— EXERCISE GOAL —
With the line containing "of the tablet" as the first line and the last line of the records as the final one, reproduce that range exactly.

— INPUT ROWS —
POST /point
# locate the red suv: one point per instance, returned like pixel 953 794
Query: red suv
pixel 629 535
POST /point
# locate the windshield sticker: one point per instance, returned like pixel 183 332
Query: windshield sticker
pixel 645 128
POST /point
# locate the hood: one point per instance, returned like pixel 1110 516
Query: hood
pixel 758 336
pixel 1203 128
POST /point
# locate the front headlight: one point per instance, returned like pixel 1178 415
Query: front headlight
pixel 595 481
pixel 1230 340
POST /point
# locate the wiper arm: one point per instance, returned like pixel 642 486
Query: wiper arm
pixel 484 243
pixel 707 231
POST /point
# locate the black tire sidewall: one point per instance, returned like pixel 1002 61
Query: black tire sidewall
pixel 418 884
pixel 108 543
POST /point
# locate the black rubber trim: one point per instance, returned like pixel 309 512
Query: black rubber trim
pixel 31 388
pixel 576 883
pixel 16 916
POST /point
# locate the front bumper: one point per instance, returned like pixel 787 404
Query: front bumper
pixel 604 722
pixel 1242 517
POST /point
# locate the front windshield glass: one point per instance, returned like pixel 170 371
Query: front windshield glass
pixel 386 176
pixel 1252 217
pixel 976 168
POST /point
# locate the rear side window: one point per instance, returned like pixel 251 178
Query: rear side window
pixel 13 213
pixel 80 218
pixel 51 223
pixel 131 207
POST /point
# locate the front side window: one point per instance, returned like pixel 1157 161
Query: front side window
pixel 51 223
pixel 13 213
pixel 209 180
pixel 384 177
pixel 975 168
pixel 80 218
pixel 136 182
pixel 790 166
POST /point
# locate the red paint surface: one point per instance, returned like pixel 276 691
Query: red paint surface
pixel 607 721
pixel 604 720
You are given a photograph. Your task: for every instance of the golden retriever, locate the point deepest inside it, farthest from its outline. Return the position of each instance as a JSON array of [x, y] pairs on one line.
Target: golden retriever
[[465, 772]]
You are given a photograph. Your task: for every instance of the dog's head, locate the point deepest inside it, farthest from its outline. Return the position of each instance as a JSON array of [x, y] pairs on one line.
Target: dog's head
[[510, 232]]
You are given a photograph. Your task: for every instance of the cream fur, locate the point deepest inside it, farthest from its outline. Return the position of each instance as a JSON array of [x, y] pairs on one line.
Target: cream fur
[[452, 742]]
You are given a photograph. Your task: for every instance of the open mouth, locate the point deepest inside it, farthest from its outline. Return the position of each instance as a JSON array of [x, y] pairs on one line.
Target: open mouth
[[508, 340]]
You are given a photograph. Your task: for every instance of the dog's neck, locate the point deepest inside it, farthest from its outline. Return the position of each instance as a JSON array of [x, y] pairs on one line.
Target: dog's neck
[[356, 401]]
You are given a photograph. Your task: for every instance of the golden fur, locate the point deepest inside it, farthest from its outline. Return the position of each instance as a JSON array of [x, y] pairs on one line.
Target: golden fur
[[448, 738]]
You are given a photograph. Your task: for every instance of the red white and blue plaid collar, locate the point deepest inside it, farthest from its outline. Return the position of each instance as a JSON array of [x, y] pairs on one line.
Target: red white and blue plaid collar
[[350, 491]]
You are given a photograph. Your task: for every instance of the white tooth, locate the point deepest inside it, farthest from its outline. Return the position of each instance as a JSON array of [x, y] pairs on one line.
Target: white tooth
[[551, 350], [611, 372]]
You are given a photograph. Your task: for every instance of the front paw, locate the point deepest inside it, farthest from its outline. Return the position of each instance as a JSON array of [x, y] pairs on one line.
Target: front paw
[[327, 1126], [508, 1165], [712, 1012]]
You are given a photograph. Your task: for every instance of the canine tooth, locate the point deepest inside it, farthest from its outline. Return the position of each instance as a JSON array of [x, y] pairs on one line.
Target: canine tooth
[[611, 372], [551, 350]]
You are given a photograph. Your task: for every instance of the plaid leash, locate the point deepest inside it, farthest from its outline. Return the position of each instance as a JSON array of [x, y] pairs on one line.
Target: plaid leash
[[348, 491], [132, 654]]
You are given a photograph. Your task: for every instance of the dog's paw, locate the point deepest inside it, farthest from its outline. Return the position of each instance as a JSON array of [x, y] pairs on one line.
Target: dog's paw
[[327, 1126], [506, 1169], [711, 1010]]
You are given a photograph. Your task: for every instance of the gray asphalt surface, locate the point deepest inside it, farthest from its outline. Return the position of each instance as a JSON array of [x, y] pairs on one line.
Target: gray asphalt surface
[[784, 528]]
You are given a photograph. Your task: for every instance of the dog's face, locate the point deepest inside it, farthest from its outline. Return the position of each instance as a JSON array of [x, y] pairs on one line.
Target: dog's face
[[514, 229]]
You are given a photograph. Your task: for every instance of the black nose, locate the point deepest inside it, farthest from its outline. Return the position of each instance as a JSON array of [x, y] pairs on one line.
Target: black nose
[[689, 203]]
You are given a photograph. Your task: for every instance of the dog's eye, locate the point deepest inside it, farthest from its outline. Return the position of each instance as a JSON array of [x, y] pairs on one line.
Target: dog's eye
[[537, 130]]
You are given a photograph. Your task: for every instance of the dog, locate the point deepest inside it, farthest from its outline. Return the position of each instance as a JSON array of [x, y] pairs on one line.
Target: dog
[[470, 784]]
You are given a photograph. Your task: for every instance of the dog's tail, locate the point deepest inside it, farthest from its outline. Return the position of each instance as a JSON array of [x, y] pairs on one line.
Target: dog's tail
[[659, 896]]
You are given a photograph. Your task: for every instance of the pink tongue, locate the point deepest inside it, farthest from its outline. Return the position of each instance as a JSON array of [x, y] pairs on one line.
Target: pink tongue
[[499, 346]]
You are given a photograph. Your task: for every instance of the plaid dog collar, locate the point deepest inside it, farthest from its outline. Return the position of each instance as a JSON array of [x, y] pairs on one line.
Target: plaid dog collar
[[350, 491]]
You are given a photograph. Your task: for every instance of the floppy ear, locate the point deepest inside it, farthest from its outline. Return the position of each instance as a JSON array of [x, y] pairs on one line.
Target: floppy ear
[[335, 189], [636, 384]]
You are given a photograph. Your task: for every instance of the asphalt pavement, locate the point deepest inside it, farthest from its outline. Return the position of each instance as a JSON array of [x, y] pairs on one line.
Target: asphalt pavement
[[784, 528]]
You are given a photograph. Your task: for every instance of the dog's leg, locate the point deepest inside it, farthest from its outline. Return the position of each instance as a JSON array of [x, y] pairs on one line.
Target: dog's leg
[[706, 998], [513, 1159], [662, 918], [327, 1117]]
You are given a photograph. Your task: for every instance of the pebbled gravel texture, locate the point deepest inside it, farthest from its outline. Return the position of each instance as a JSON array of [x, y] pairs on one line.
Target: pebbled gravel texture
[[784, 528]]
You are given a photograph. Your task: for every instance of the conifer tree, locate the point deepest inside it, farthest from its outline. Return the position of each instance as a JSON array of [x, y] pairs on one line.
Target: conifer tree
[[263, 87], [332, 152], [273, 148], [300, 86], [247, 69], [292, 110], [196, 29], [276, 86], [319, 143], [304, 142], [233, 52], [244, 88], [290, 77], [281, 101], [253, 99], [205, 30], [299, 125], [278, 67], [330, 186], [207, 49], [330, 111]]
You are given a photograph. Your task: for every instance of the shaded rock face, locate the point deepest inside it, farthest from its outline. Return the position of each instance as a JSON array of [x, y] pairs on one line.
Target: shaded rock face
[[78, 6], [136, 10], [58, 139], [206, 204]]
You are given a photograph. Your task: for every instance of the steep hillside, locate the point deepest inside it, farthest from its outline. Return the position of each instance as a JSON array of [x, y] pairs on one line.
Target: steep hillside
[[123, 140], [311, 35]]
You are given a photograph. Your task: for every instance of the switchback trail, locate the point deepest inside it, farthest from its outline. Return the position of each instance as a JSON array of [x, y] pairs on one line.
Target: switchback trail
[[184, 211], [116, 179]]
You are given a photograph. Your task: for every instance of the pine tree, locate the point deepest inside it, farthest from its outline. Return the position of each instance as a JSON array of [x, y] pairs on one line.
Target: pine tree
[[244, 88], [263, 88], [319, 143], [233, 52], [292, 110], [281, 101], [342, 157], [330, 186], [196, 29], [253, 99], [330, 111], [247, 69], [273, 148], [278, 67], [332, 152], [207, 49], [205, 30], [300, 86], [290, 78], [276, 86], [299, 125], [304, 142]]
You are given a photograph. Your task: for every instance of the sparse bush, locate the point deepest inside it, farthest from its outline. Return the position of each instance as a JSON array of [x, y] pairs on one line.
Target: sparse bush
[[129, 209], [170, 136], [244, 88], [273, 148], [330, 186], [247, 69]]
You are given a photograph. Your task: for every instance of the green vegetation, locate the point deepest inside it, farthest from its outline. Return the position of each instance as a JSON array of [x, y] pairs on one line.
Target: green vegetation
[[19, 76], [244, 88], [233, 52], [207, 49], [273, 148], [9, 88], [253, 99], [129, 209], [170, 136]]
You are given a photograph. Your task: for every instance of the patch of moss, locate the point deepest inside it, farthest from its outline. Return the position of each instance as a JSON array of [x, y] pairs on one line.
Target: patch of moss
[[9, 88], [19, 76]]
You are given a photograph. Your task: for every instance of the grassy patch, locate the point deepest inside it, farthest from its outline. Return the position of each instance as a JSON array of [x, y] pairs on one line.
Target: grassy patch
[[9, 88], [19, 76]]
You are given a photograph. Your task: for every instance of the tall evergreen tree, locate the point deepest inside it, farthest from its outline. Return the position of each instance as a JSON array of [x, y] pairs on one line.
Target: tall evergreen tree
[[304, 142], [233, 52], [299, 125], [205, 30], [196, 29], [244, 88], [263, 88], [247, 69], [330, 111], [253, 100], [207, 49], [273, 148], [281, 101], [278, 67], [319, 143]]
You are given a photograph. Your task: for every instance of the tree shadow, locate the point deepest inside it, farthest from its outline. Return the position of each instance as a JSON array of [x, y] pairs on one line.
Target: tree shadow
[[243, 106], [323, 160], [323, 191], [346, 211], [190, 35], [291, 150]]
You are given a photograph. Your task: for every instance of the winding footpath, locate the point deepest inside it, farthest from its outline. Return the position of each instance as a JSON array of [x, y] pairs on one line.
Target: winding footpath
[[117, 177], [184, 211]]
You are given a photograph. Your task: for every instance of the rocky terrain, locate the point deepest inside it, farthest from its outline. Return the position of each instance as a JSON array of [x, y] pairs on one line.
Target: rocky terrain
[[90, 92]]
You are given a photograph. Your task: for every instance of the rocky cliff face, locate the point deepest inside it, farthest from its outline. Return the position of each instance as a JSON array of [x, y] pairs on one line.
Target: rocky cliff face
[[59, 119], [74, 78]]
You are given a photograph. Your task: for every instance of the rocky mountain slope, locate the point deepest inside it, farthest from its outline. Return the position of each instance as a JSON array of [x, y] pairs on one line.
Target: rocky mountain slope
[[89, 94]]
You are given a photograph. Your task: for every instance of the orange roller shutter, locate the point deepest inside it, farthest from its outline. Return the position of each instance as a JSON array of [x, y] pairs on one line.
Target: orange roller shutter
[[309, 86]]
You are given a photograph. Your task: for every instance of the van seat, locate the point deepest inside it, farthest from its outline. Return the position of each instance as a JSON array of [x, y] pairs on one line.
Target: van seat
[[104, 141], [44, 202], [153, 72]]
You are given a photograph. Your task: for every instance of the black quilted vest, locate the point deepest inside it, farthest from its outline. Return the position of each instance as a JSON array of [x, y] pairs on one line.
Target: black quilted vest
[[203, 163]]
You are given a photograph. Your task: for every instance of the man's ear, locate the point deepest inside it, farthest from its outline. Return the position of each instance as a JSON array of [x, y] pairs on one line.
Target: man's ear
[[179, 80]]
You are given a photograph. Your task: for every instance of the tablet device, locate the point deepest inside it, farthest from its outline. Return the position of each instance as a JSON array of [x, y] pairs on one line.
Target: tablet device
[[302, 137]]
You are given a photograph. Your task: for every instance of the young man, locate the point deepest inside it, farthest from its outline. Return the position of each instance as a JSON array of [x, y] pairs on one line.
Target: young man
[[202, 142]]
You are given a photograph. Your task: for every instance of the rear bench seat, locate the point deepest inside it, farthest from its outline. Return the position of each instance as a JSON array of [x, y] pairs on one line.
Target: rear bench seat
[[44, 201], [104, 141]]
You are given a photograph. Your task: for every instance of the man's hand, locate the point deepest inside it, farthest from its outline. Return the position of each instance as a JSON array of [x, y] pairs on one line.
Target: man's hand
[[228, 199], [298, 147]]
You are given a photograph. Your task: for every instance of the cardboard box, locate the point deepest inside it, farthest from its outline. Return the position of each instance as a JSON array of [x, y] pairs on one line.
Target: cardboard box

— REPLY —
You are given a photograph. Your task: for every instance of the tablet device, locate the point deepest inside it, farthest from its outline. Return the position of each instance as a JSON array of [x, y] pairs on one line.
Target: tablet device
[[302, 137]]
You are given a photograph. Your task: for every instance of the young man, locate the point deepest inside it, farthest from its outline. Return the position of each instance as a JSON array of [x, y] pairs on one line.
Target: young man
[[202, 142]]
You are given a photograph. Your task: for every instance of the rear bench seat, locate the point deepest inside it, farthest from its outline. Return the position of each instance as a JSON array of [x, y] pairs on one line.
Target: rear bench seat
[[44, 201], [104, 141]]
You are given a photograph. Your task: for every instance of the man's hand, locate the point deepest inside it, farthest from its outline. Return the position of each instance as a JSON array of [x, y] pairs on one line.
Target: man's hand
[[228, 199], [298, 147]]
You are given a photograph. Your task: for every instance of the cardboard box, locate the point deepest inside it, farthest from its outline. Return the position of each instance as a JSON array of [x, y] pairs on one line.
Target: cardboard box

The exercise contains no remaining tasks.